───── DATASET RECORDS ─────

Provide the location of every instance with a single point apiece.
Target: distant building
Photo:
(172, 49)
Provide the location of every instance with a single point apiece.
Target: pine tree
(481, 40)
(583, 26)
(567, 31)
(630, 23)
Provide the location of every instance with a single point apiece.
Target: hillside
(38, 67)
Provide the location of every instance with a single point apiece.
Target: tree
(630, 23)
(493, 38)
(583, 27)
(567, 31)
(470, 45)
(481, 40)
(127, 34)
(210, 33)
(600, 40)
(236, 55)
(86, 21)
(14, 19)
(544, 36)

─────
───── DATASET RECORDS ─────

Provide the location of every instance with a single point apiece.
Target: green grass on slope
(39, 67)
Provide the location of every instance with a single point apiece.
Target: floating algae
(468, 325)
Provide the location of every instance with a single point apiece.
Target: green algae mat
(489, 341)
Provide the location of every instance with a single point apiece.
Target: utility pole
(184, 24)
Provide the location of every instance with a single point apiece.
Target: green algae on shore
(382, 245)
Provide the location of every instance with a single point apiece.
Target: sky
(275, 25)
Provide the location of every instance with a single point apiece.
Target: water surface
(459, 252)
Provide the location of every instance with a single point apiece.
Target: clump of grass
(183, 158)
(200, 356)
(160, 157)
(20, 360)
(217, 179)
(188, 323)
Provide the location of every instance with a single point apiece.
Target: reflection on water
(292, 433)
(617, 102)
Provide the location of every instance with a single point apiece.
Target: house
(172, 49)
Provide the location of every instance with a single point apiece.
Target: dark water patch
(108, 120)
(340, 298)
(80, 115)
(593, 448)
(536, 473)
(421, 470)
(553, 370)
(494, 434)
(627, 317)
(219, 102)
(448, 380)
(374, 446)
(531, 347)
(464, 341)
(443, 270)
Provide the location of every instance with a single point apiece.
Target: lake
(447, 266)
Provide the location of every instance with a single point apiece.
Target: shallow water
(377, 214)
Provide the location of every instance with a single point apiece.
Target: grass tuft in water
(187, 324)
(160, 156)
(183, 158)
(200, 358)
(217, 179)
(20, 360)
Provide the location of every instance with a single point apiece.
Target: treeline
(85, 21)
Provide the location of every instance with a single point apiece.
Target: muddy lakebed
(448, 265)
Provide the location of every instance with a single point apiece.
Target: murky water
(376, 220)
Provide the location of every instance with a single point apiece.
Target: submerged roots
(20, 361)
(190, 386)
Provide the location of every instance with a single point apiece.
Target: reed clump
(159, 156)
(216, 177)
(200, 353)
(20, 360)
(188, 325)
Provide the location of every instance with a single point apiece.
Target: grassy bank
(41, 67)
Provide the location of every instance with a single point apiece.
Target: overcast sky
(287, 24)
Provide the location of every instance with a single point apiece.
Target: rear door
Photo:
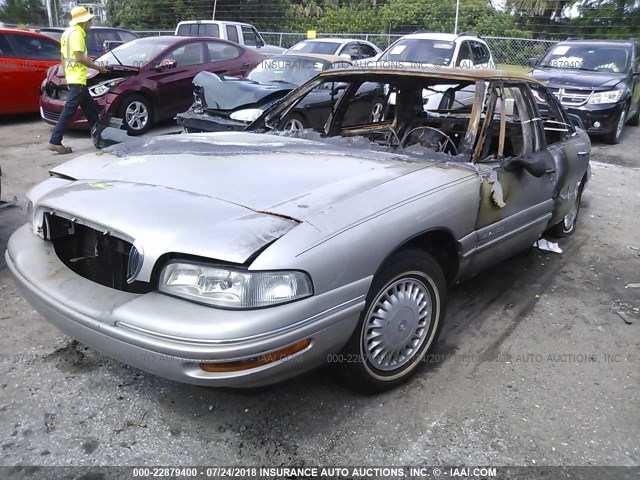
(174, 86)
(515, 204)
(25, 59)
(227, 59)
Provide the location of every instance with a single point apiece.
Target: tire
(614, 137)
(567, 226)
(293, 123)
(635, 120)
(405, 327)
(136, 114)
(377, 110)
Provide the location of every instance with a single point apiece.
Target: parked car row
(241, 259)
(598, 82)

─────
───── DATASET RECORDS ─────

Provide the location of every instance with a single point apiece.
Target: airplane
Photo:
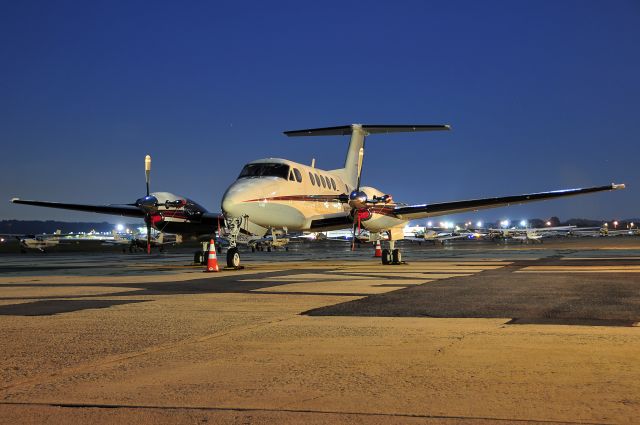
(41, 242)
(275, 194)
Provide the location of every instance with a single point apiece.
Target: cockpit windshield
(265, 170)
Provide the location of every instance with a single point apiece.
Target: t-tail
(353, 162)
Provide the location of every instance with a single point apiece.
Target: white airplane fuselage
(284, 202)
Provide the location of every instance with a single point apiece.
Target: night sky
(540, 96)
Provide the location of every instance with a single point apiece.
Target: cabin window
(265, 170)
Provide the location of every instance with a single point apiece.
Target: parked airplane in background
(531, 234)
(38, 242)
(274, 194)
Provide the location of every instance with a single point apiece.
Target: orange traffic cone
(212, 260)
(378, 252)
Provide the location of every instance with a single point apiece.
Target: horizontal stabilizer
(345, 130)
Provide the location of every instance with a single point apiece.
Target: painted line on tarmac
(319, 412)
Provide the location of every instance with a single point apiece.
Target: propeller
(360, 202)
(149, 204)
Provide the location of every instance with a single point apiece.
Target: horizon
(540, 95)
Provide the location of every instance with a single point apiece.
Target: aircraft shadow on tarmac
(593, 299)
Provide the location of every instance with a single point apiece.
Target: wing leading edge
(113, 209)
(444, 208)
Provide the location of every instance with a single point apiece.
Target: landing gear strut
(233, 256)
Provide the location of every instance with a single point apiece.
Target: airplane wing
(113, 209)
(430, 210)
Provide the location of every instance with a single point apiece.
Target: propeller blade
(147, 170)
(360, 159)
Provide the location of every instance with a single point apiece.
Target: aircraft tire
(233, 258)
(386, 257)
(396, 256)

─────

**STATED TASK**
List every line in the rows above that contains the word "algae", copying each line in full.

**SOLVED PROBLEM**
Target: floating algae
Target: green algae mat
Target: green algae on shore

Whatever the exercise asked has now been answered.